WORK INSTRUCTION: Transcribe the listing below exactly, without pictures.
### DATASET RECORDS ###
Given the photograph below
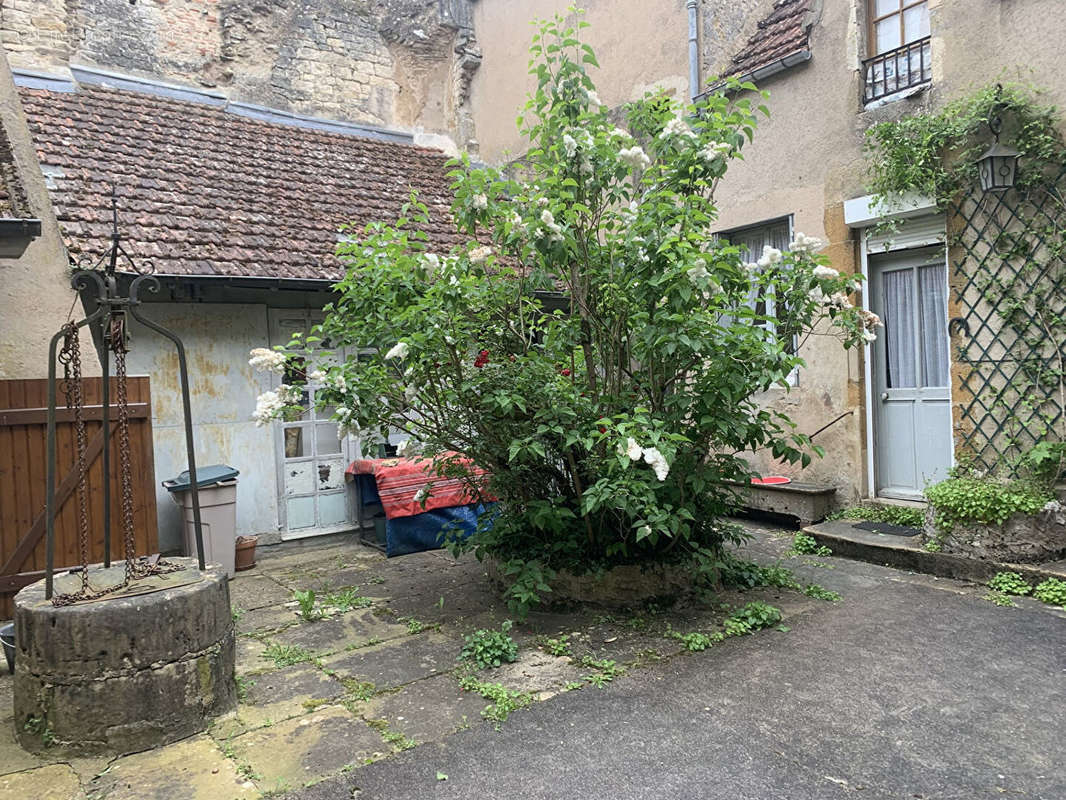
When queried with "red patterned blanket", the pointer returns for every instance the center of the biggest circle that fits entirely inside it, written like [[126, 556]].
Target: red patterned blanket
[[400, 481]]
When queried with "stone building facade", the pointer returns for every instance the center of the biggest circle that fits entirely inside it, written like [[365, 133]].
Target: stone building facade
[[806, 170], [400, 64]]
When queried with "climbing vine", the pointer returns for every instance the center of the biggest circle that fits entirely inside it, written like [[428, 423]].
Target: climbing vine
[[1008, 253]]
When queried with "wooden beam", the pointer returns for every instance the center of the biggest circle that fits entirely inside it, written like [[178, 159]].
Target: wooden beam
[[92, 413]]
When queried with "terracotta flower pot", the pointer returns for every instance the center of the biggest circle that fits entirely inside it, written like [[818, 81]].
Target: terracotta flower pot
[[245, 553]]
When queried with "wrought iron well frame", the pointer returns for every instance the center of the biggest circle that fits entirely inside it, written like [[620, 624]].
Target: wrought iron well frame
[[109, 303]]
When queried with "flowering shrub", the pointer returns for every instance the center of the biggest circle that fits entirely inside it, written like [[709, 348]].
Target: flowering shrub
[[593, 346]]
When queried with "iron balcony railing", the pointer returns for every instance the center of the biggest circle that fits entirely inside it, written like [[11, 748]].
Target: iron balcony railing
[[897, 69]]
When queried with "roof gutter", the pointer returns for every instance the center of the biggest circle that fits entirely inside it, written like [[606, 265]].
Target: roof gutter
[[764, 72]]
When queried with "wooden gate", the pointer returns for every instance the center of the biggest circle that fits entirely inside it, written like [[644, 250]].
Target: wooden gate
[[22, 475]]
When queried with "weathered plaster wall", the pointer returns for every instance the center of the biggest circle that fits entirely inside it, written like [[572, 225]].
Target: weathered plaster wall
[[394, 63], [217, 338], [807, 158], [640, 46], [35, 293]]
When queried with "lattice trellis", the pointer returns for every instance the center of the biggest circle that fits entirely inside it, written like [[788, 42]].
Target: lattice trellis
[[1008, 259]]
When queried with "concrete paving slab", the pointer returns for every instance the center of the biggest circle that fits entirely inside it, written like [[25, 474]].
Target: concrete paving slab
[[53, 782], [280, 694], [344, 632], [308, 748], [249, 655], [193, 769], [426, 710], [398, 661], [265, 620], [247, 593]]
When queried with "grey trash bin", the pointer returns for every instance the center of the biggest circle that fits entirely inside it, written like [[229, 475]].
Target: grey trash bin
[[217, 498]]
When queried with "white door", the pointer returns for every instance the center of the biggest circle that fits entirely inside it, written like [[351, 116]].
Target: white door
[[310, 458], [911, 393]]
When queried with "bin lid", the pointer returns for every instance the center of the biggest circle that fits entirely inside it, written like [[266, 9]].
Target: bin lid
[[205, 477]]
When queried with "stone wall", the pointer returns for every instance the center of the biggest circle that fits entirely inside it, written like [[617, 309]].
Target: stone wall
[[394, 63]]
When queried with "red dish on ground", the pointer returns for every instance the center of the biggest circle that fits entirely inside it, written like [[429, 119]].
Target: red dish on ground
[[771, 480]]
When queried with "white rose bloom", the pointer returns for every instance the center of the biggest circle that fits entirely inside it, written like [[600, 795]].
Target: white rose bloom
[[268, 404], [399, 350], [569, 145], [839, 300], [658, 462], [289, 395], [634, 157], [697, 272], [805, 243], [431, 264], [267, 361]]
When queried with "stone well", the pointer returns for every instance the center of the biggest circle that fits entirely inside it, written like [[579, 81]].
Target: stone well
[[146, 667]]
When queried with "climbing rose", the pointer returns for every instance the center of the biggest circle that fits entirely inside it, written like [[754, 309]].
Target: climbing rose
[[267, 361], [399, 350]]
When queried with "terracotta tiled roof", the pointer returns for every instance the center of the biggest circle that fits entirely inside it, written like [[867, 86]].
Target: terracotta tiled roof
[[206, 192], [781, 33]]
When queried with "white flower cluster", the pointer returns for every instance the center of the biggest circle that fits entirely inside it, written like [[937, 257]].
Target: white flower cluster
[[431, 265], [714, 150], [267, 361], [569, 145], [270, 403], [346, 426], [804, 243], [650, 454], [399, 350], [836, 300], [634, 157], [677, 127], [552, 229]]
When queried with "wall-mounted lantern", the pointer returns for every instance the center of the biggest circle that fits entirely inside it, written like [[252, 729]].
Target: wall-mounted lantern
[[998, 166]]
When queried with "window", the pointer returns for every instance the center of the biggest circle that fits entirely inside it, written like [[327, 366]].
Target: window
[[899, 47], [752, 240]]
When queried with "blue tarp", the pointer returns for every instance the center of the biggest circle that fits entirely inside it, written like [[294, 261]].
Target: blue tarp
[[408, 534]]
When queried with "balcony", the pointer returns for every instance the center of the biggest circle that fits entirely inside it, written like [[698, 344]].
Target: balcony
[[897, 70]]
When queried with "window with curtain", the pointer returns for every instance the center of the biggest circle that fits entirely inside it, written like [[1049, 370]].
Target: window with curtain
[[916, 319], [752, 240], [897, 22]]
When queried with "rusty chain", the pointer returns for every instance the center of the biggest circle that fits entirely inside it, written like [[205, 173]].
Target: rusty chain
[[69, 356]]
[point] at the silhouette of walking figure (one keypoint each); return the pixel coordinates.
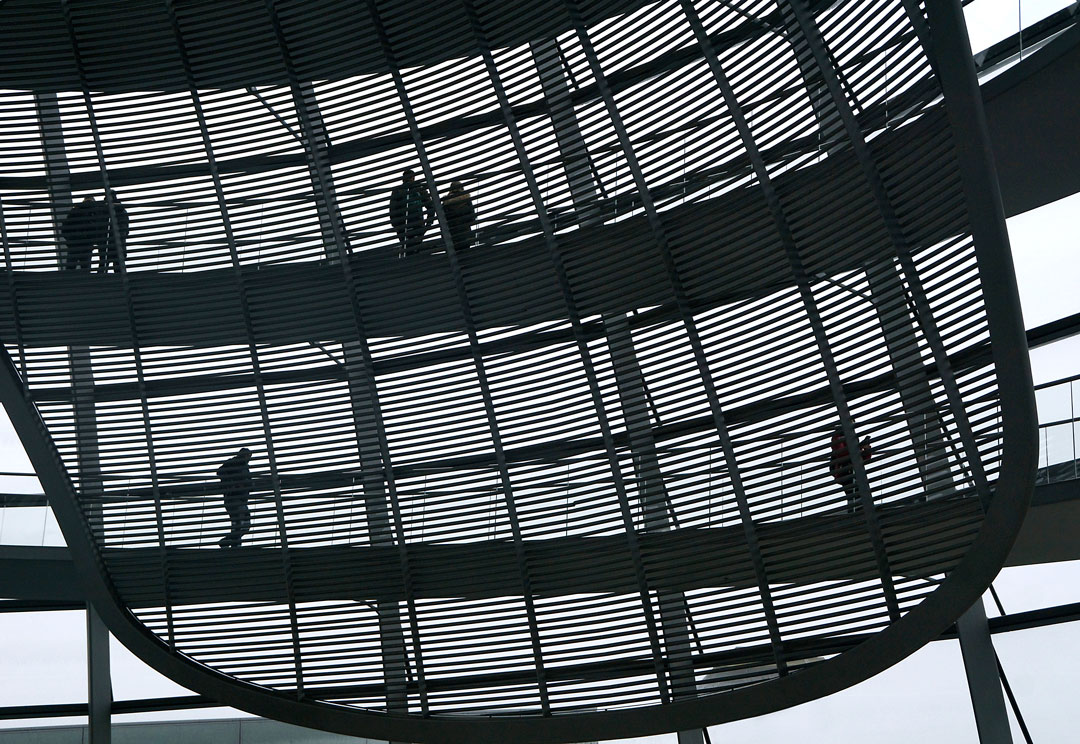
(412, 213)
(841, 468)
(460, 215)
(235, 478)
(85, 226)
(113, 247)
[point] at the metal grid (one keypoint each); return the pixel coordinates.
(575, 469)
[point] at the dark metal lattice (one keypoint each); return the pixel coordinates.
###
ANSWER TO THIS EXERCISE:
Given the photograph below
When queried with "red patterned blanket", the pointer returns for every instance the center of the biggest circle that fits entirely inside it, written like [[126, 556]].
Target: red patterned blanket
[[400, 481]]
When queried with "stone building facade", the pointer returns for every instance the center of the biggest circle that fits entirely inside it, written like [[365, 133]].
Target: stone building facade
[[806, 170], [400, 64]]
When queried with "climbing vine", the pointer returns for every instance the center of the biggest circle that fits entirely inside it, written like [[428, 423]].
Target: climbing vine
[[1008, 253]]
When queried with "wooden beam", the pointer returns for every instance the center of the biggest circle that fits entirely inside it, written like [[178, 159]].
Target: wooden beam
[[92, 413]]
When queried with "terracotta flower pot", the pointer returns for every instance the center of the biggest circle that fits entirely inside it, written like [[818, 81]].
Target: terracotta flower pot
[[245, 553]]
When queried with "wrought iron well frame", the pointer returns for every instance the center of the biggest circle that fits entirely inside it, written like [[620, 624]].
Target: wrought iron well frame
[[109, 303]]
When queried with "flowering shrub", the pointer returns for every instance the center of the biggest circle that fits entirely inside it, written like [[709, 348]].
Target: flowering shrub
[[593, 346]]
When queried with "iron balcony railing", the pointer returns for every instance the center of the biggest circle that fits entirely inside it, written like [[11, 748]].
Target: iron balcony railing
[[897, 69]]
When queried with "roof gutter", the pointer returns for every instance the center of the biggest circle that fits entirely inside it, written like [[606, 265]].
Target: roof gutter
[[764, 72]]
When queried with "wooden gate", the pointer returns for every instance the center of the biggest circle that fits entirely inside it, written like [[644, 250]].
Target: wooden gate
[[22, 475]]
When queried with "weathered plaster wall", the pointer returns for every instance the center of the biggest circle that fits entirely inside it, written like [[572, 225]].
Target: weathered plaster wall
[[394, 63], [217, 338], [807, 158], [640, 46], [35, 293]]
When queried with "lattice trellis", the pointer returns for every instance the center of the biggest circle that fits entirely inside it, written like [[788, 42]].
Target: lattice trellis
[[1008, 259]]
When queried with "concrete paving slab", the pointer returns for every instance the center of the biggest circle that fits entirely inside it, written like [[25, 474]].
Target: concrete paving slab
[[53, 782], [280, 694], [344, 632], [308, 748], [249, 655], [193, 769], [426, 710], [398, 661], [265, 620], [247, 593]]
When queried with "grey trash bin", the pointer returns for every instance the center of the biggest circle that fits entirely inside it, written like [[229, 475]].
Target: grey trash bin
[[217, 498]]
When queried with "white door", the pointer returns for every instance the center of the biggest circle that fits entirely inside it, written like [[351, 116]].
Target: white door
[[310, 458], [911, 393]]
When queried with "bin lid", the pointer returns for every instance the center of the biggest circle that fits entirely inside it, written like [[266, 9]].
Target: bin lid
[[205, 477]]
When queried with "stone wall", the pointer returns for every instance the center of the biggest circle that fits entirely inside it, written like [[617, 309]].
Target: stone wall
[[394, 63]]
When queried with "red dish on ground", the pointer returns for every instance the center of the biggest circle that fits entirely inside it, written like [[429, 119]].
Target: red dish on ground
[[771, 480]]
When queried with "white rose bloom", the pointer returns for every instance the center of the biggest circle that fits entirely inside it, written like [[600, 795]].
Target: white rose bloom
[[268, 404], [399, 350], [569, 145], [839, 300], [658, 462], [289, 395], [634, 157], [697, 272], [805, 243], [431, 264], [267, 361]]
When queried with "stone well", the pointer returns for every instance the center of the biggest circle that fits entirely inside it, written like [[579, 81]].
Target: stone well
[[146, 667]]
When queried with "climbing rose", the pointer returns for every instance the center of the biggest circle that fits entirely inside it, written like [[754, 309]].
Target: climbing rose
[[267, 361], [399, 350]]
When queried with "terracotta tiled roof", the pointer returns for every instance the center of the biggest circle that fits entirely inside it, written like [[867, 86]].
Target: terracotta tiled roof
[[206, 192], [781, 33]]
When queried with "white flower cluster", the pointer returns for every instance the center of the biggest circle that fits entirely inside it, written like [[937, 257]].
Target: white flower cluster
[[431, 265], [714, 150], [267, 361], [569, 145], [270, 403], [346, 426], [804, 243], [650, 454], [399, 350], [836, 300], [634, 157], [677, 127], [552, 229]]
When queried with "wall-mounted lantern", the pointer returns for every instance the center of the biggest circle that fits entirely inside it, written like [[252, 729]].
Target: wall-mounted lantern
[[998, 166]]
When queried with "window", the pointer returns for every instance the center of the biggest circle that fits entirely inside it, written like [[327, 366]].
Target: window
[[899, 47], [752, 240]]
When queried with "blue tarp", the pointer returns for every instance the center of the biggest circle that fits entirely inside it, written like [[294, 261]].
Target: blue tarp
[[408, 534]]
When queried with "balcony", the pointer returns for every instance the center of the biggest circle that fits entirely inside it, written like [[698, 344]].
Target: balcony
[[897, 70]]
When queried with "window with curtain", the pointer returns for every instance the center of the biggest circle that fits entirely inside it, written like [[1049, 370]].
Target: window with curtain
[[916, 319], [752, 240], [897, 22]]
When queried with "rusty chain", the pointer returns for every instance the center of the biggest circle that fits entirely inside it, written like [[205, 173]].
Target: rusty chain
[[69, 356]]
[point] at the silhouette of walking figure (one keypoint each); return the pixel coordinates.
(412, 213)
(841, 468)
(460, 215)
(235, 478)
(85, 226)
(113, 247)
[point] at the metal grid (one keypoint each); return the pixel coordinates.
(575, 469)
[point] at the dark metal lattice (one keypoint each); return the pixel coordinates.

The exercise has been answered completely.